Entries from an annotation dataset
--- Begin ---
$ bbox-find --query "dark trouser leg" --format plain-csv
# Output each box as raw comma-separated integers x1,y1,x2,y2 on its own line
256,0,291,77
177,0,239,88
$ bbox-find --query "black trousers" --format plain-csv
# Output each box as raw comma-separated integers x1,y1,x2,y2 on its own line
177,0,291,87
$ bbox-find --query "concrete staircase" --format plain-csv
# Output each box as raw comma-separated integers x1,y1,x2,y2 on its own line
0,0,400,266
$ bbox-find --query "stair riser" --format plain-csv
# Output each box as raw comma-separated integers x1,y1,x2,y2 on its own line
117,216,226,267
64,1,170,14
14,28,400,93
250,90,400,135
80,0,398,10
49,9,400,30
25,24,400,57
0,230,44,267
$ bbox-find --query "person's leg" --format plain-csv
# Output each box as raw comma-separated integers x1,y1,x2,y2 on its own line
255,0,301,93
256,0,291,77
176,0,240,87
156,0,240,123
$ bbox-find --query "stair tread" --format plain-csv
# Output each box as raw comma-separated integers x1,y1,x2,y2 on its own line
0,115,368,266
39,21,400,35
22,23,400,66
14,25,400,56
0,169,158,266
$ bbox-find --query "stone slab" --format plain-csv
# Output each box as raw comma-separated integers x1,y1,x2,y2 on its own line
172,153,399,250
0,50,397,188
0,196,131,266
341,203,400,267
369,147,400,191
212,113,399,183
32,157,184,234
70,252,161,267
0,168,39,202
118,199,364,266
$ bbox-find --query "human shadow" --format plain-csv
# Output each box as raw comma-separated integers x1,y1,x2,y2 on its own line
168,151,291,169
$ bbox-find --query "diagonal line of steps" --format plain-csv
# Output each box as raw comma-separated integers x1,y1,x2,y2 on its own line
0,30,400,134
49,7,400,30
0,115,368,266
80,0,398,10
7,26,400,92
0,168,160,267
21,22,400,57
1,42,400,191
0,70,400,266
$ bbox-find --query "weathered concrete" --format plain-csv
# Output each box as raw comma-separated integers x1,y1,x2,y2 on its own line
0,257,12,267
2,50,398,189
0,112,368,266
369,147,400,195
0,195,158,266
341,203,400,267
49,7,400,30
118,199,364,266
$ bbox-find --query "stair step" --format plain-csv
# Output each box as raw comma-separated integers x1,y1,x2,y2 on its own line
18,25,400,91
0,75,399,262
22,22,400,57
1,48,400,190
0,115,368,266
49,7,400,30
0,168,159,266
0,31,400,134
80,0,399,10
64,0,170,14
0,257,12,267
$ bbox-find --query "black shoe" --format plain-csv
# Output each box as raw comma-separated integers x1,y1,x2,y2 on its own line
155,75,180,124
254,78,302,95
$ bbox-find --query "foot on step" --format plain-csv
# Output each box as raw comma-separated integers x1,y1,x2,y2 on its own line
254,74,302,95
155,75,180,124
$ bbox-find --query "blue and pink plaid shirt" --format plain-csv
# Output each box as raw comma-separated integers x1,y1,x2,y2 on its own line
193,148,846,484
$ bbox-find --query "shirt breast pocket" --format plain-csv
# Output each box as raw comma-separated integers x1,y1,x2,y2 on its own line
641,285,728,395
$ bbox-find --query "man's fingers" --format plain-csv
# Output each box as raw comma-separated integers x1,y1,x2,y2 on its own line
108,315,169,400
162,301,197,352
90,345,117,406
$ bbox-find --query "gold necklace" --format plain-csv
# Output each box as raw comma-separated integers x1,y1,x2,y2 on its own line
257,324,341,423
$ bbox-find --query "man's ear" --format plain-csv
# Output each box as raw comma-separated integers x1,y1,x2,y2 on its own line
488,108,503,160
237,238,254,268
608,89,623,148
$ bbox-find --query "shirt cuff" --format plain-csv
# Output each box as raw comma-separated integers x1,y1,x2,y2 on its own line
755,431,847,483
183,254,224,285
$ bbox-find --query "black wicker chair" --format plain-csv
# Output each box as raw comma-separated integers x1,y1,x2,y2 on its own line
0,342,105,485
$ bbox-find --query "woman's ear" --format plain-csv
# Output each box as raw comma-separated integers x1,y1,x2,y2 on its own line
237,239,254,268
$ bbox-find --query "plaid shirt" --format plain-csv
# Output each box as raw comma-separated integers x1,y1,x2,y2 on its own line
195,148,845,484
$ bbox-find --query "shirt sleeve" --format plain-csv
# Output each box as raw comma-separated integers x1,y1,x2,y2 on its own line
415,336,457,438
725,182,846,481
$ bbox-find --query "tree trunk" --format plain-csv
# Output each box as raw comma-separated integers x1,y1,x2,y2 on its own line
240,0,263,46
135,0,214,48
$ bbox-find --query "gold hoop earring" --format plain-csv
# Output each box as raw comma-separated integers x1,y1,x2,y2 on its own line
--- End ---
Stated task - Arrange every one of the rows above as a numbered list, omitting any blank lines.

Problem solution -
1. $ bbox-find --query "dark trouser leg" --format plain-csv
2. # Output each box as raw comma-separated integers x1,y1,x2,y2 on its own line
3. 256,0,291,77
4. 177,0,239,88
5. $ bbox-find --query "black trousers" --format plain-csv
6. # Output each box as raw comma-separated integers x1,y1,x2,y2 on its own line
7. 177,0,291,87
8. $ bbox-find --query "concrete staircase" --format plain-csv
9. # Output each box as raw comma-separated integers x1,y1,x2,y2 on its own line
10. 0,0,400,266
11. $ bbox-find --query "stair riser" --format plain-csv
12. # Output each box as raw comma-separated integers x1,y1,x2,y2 on its own line
13. 117,216,226,267
14. 64,1,170,14
15. 14,28,400,93
16. 250,90,400,135
17. 80,0,398,10
18. 49,9,400,30
19. 25,24,400,57
20. 0,230,44,267
21. $ bbox-find --query "person's leg" --format plain-csv
22. # Output each box as raw comma-separated integers x1,y1,x2,y2 on its own line
23. 255,0,301,93
24. 256,0,291,77
25. 176,0,240,87
26. 156,0,240,123
27. $ bbox-find --query "stair tread" --format plain-csv
28. # Output each box as raw comma-separated integers x1,y1,x2,y2 on its own line
29. 0,115,368,266
30. 39,21,400,35
31. 22,23,400,66
32. 14,25,400,56
33. 0,169,158,266
34. $ bbox-find --query "stone slab" --format plain-csv
35. # Output each box as raw comma-separated integers x1,y1,x2,y2 on its own line
36. 172,153,399,250
37. 0,50,397,188
38. 0,196,131,266
39. 341,203,400,267
40. 369,147,400,191
41. 212,113,399,183
42. 32,157,184,234
43. 70,252,161,267
44. 0,168,39,202
45. 118,199,364,266
46. $ bbox-find --query "human shadow" --format plain-csv
47. # Output each box as raw comma-separated integers x1,y1,x2,y2 on its own line
48. 168,151,291,169
49. $ bbox-find --query "diagonal line of steps" --format plain-csv
50. # Output each box as raw comma-separated integers x1,y1,x2,y2 on its own line
51. 0,30,400,134
52. 49,7,400,30
53. 0,115,368,266
54. 80,0,398,10
55. 7,26,400,92
56. 0,168,160,267
57. 21,22,400,57
58. 1,42,400,191
59. 0,70,400,266
60. $ bbox-find --query "weathered concrete" --format plain-csv
61. # Output each box as raw comma-separated integers x1,y1,x2,y2 on its own line
62. 0,257,12,267
63. 2,50,398,189
64. 0,112,368,266
65. 369,147,400,195
66. 0,195,158,266
67. 341,203,400,267
68. 49,7,400,30
69. 118,199,364,266
70. $ bbox-find --query "stair step" --format plain-csv
71. # Output each box as raw comma-separated integers x1,y1,x2,y2 on its own line
72. 18,25,400,91
73. 0,75,399,262
74. 22,22,400,57
75. 1,48,400,190
76. 0,115,368,266
77. 49,7,400,30
78. 0,168,159,266
79. 0,31,400,134
80. 80,0,399,10
81. 64,0,170,14
82. 0,257,12,267
83. $ bbox-find --query "black shoe" --format plain-csv
84. # Output each box as raw comma-separated integers x1,y1,x2,y2 on its own line
85. 155,75,180,124
86. 254,78,302,95
87. $ bbox-find --query "foot on step" --format plain-csv
88. # Output each box as raw comma-separated integers x1,y1,x2,y2 on its own line
89. 254,74,302,95
90. 155,75,180,124
91. $ bbox-find --query "blue and pink plaid shirt" --format plain-csv
92. # Output each box as raw comma-separated integers x1,y1,x2,y2 on its own line
93. 193,148,846,484
94. $ bbox-find --query "shirt breast pocket" --format plain-csv
95. # Output each box as raw comma-separated integers x1,y1,x2,y2 on its own line
96. 641,285,728,395
97. $ bbox-find --query "man's fingers" --format plain-csv
98. # Output each box as raw comma-separated integers x1,y1,x2,y2 on its own line
99. 108,315,169,400
100. 162,301,197,352
101. 90,345,117,406
102. $ bbox-find --query "gold necklace" --format plain-csv
103. # Output each box as raw comma-separated integers x1,y1,x2,y2 on its own line
104. 257,324,341,423
105. $ bbox-find --query "man's ear" --format plain-csv
106. # Output each box as raw comma-separated integers x1,y1,x2,y2 on its own line
107. 488,108,503,160
108. 237,238,254,268
109. 608,89,623,148
110. $ bbox-find --query "shirt cuff" --format plain-csv
111. # Output each box as raw comma-separated integers x1,y1,x2,y2 on its own line
112. 755,431,847,483
113. 183,254,224,285
114. $ bbox-find --query "black wicker chair" --format plain-csv
115. # Output each box as raw comma-separated integers x1,y1,x2,y2 on its own line
116. 0,342,105,485
117. $ bbox-find --query "woman's ear" --format plain-csv
118. # Output each box as raw comma-separated integers x1,y1,x2,y2 on its own line
119. 237,239,254,268
120. $ bbox-find --query "plaid shirt" --format plain-csv
121. # Output each box as raw comma-separated integers x1,y1,x2,y2 on its own line
122. 195,148,845,484
123. $ bbox-find --query "shirt sleeve" --format plain-csv
124. # Output each box as raw comma-separated integers x1,y1,x2,y2 on its own line
125. 415,336,457,438
126. 725,182,846,481
127. $ bbox-find --query "tree trunk" --format plain-csv
128. # Output each box as raw comma-separated integers x1,y1,x2,y2 on its own line
129. 240,0,263,46
130. 135,0,214,48
131. $ bbox-find --query "gold hoop earring" --format plain-csv
132. # Output each box as raw comma-separated integers x1,y1,x2,y2 on its own line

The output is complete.